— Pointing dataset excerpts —
--------

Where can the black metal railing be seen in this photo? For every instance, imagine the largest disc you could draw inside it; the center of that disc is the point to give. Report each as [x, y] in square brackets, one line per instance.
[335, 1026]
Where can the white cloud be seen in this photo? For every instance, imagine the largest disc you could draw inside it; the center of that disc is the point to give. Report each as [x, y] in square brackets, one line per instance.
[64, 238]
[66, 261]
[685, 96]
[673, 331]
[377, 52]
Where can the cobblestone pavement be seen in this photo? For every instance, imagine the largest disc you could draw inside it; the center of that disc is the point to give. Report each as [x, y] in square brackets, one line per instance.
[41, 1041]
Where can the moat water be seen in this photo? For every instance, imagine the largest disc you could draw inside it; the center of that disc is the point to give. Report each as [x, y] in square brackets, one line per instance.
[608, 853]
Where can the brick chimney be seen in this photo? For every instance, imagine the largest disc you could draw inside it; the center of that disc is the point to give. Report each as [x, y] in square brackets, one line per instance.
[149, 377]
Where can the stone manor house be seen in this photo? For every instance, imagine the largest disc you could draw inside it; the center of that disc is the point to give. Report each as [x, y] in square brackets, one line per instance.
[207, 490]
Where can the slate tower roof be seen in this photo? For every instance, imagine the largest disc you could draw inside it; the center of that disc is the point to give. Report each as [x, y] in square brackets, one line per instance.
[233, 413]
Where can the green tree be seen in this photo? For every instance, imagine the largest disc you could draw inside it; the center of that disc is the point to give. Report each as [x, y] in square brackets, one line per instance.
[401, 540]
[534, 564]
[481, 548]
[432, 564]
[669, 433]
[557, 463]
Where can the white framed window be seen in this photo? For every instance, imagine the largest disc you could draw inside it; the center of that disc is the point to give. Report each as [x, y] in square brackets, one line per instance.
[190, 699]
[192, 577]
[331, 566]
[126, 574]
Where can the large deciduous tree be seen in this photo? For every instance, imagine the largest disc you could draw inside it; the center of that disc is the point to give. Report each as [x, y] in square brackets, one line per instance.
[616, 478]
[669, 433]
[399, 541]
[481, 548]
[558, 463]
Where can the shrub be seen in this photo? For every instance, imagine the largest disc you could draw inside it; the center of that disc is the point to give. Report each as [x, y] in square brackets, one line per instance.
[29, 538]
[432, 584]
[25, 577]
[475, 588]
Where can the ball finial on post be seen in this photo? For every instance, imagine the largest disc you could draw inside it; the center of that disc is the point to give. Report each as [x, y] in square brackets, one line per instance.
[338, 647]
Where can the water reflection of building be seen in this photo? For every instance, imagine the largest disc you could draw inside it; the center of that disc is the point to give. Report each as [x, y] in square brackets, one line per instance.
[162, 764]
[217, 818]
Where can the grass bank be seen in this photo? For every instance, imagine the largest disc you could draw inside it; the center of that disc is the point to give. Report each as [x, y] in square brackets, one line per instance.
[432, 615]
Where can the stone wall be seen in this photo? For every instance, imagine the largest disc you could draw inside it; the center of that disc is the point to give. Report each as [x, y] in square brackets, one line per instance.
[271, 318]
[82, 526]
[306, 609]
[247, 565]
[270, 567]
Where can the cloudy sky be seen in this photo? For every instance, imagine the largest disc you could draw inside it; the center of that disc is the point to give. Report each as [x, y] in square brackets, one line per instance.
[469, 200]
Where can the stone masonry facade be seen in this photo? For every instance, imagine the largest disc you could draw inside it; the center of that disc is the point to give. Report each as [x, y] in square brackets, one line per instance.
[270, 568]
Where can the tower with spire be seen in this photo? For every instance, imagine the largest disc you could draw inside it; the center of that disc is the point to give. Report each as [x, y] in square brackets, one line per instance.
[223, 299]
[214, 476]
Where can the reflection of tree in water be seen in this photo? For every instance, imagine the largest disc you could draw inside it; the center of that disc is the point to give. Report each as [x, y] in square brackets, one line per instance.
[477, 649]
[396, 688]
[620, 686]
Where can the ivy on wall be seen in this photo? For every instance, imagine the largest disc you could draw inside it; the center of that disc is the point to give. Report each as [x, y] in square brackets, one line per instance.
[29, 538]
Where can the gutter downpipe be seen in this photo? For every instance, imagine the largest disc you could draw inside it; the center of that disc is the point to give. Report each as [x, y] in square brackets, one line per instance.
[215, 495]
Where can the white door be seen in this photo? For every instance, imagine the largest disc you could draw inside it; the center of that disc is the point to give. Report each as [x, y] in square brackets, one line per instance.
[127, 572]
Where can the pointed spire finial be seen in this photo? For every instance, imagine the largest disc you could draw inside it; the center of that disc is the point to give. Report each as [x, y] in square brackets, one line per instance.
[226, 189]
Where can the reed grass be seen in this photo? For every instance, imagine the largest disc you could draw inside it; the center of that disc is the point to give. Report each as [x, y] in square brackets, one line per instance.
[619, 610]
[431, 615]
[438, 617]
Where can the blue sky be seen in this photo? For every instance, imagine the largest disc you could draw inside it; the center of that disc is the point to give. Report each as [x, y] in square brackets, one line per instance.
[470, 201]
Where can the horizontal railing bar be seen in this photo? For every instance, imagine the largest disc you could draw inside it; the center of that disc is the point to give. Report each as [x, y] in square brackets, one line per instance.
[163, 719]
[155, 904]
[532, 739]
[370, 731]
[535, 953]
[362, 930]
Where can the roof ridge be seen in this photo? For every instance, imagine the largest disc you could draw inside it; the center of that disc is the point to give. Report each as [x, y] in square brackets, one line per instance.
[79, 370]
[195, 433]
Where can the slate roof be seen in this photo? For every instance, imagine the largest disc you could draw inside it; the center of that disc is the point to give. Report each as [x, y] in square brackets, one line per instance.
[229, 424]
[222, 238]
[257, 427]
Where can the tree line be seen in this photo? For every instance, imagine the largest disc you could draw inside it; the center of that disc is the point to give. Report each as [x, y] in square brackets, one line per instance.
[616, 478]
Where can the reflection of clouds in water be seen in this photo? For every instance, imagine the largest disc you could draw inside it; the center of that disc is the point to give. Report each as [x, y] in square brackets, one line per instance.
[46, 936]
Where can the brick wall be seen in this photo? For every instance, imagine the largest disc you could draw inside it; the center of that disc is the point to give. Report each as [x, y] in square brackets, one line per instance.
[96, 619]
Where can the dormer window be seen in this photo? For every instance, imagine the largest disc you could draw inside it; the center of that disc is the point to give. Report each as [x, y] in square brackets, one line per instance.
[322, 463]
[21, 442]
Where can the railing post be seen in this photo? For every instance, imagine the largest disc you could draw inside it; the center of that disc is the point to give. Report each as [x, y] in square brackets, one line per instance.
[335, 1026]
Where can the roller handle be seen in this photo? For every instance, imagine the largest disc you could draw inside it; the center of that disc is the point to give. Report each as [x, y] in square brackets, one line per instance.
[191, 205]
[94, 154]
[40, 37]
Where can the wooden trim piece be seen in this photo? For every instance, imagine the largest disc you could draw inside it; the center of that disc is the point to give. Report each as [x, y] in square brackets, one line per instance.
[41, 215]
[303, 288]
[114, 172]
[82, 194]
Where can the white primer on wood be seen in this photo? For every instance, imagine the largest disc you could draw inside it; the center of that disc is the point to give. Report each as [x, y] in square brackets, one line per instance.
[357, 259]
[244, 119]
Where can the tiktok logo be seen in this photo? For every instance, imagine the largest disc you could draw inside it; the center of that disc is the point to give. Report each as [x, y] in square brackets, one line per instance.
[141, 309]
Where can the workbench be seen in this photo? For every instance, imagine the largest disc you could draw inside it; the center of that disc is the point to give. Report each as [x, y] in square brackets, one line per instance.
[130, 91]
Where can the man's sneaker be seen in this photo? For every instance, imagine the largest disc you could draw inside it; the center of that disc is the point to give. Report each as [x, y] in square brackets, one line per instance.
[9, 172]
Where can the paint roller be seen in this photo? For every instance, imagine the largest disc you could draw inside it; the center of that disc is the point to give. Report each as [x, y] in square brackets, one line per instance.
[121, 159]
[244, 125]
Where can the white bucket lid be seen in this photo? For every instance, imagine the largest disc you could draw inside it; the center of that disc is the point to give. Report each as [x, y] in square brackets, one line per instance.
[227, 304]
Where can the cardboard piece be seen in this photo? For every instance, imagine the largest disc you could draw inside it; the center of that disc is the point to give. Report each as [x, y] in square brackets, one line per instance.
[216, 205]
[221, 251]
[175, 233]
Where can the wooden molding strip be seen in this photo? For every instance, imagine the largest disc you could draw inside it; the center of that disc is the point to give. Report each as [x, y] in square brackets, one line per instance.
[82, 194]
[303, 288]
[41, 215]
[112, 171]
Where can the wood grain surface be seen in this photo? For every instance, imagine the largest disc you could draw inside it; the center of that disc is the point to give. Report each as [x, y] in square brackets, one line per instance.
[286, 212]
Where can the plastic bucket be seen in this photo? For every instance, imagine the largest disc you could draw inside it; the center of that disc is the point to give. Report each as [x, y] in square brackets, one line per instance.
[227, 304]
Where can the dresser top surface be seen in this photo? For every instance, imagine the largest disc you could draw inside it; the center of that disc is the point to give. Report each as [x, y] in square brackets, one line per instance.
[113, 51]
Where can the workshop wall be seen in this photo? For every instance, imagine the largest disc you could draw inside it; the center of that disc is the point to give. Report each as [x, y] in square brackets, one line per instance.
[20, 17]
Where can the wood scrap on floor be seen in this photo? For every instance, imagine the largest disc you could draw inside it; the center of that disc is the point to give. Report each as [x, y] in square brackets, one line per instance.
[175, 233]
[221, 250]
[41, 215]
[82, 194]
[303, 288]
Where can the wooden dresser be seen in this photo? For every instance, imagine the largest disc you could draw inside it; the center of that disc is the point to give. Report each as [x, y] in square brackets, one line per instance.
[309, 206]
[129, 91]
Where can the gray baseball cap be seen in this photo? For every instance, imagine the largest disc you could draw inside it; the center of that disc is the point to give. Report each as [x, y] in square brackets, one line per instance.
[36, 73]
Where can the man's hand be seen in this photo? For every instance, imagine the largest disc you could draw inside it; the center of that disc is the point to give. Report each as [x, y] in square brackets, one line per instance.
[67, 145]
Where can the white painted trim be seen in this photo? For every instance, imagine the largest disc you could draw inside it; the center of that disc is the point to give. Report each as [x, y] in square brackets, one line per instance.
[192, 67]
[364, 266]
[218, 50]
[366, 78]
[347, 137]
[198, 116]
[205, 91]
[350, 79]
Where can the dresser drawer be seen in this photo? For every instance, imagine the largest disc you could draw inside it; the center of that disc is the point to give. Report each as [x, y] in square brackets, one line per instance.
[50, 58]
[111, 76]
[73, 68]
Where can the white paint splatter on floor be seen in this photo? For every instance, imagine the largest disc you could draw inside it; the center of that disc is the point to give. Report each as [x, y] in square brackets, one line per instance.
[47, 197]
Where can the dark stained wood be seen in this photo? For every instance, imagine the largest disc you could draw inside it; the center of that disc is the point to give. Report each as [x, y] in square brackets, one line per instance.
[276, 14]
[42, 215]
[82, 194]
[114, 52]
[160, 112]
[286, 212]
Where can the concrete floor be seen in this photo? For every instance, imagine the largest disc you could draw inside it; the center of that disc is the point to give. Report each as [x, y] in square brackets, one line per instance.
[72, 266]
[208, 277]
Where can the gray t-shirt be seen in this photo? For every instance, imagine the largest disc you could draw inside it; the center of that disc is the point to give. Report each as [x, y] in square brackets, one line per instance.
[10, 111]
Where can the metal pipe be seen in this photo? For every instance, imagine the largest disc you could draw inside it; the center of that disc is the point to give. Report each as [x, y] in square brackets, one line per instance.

--------

— EXERCISE BRIEF —
Above are the records; copy exactly the lines from the one with "Where can the white paint splatter" through the final line.

— WRITTEN RESPONSE —
Where can the white paint splatter on floor be seen in this photo? For every instance, imagine the largest disc you could draw inside it; the center of that disc is the point to give. Report each as [x, y] in square brackets, one line per instance.
[47, 197]
Where can the dark stained wood be seen in this photo? For every instance, imagine the largest disc you could draw inside it; the center of that disc is the point to give. Report each as [x, y] in square brackets, one line per instance.
[276, 14]
[42, 215]
[82, 194]
[114, 52]
[160, 112]
[286, 212]
Where can the concrete floor be seen in this photo? For every instance, imagine the largest disc you could draw inside it; the center of that disc is the point to give. Report each as [x, y] in square brackets, one line per instance.
[72, 266]
[208, 277]
Where can the gray t-shirt be seen in this photo? For every instance, imagine the largest disc you could draw inside it; the center of that disc is the point to give. Report each as [x, y] in square brackets, one line per instance.
[10, 111]
Where can the metal pipe be seen in this photo? For every instance, imagine the largest disc you could draw inside it; the center of that disc is the point to give. Report each as [x, y] in square brackets, one line per instance.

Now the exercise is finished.